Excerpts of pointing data
####

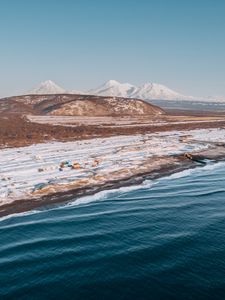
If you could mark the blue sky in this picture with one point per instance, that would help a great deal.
(82, 43)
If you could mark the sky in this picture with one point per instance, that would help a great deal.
(80, 44)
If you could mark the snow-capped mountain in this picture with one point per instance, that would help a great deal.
(114, 88)
(148, 91)
(155, 91)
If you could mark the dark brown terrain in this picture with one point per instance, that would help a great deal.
(16, 129)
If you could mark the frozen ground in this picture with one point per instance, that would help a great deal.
(29, 172)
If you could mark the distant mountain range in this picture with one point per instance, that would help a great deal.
(147, 91)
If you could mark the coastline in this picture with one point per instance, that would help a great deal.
(150, 168)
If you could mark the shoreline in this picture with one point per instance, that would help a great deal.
(124, 161)
(20, 206)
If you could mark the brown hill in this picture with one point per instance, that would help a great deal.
(77, 105)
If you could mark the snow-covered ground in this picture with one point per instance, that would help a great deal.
(26, 171)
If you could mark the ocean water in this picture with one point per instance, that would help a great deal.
(160, 240)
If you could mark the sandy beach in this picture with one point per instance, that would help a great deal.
(56, 172)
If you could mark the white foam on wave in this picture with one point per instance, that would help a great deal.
(22, 214)
(199, 170)
(107, 193)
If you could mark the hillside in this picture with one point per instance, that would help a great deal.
(77, 105)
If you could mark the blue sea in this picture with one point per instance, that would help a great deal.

####

Transcribe every line in the entries above, taking out only the images.

If you could mark the blue sky in this picture with one point per instance, that would help a great deal.
(82, 43)
If you could mark the sky in this picture with one point per instance, that would help a great deal.
(80, 44)
If you could mark the snow-capped mountain in this picture with one point per instance, that would help a great deal.
(114, 88)
(148, 91)
(155, 91)
If you could mark the dark brown terrain in this picture with one point per instance, that would help a great deal.
(16, 129)
If you could mark the frozen ground in this picture with one point per instance, that would help a great deal.
(29, 172)
If you could mark the distant mountain range in this picture with one point per instance, that would help a great deal.
(147, 91)
If you could mark the coastline in this picture with one point per instance, that would help a great deal.
(150, 168)
If you could mark the shoreline in this picture with one point per instance, that would help a great deal.
(124, 161)
(20, 206)
If you could mark the brown hill in this picture with one point per instance, that would help a great deal.
(77, 105)
If you could mark the snow-covered ground in this picture with one point per instance, that would help a great deal.
(26, 171)
If you could mark the ocean water in this picture with one point per instance, that would help a great deal.
(160, 240)
If you could mark the sandy beach in this picture with one point per instance, that would help a great deal.
(56, 172)
If you could mark the white foam on wave in this picture with one point per instance, that would help a great deal.
(22, 214)
(199, 170)
(107, 193)
If you could mark the hillside in this picture with one point per instance, that would help a great deal.
(77, 105)
If you could mark the blue sea in this picture with one point per instance, that would help a great deal.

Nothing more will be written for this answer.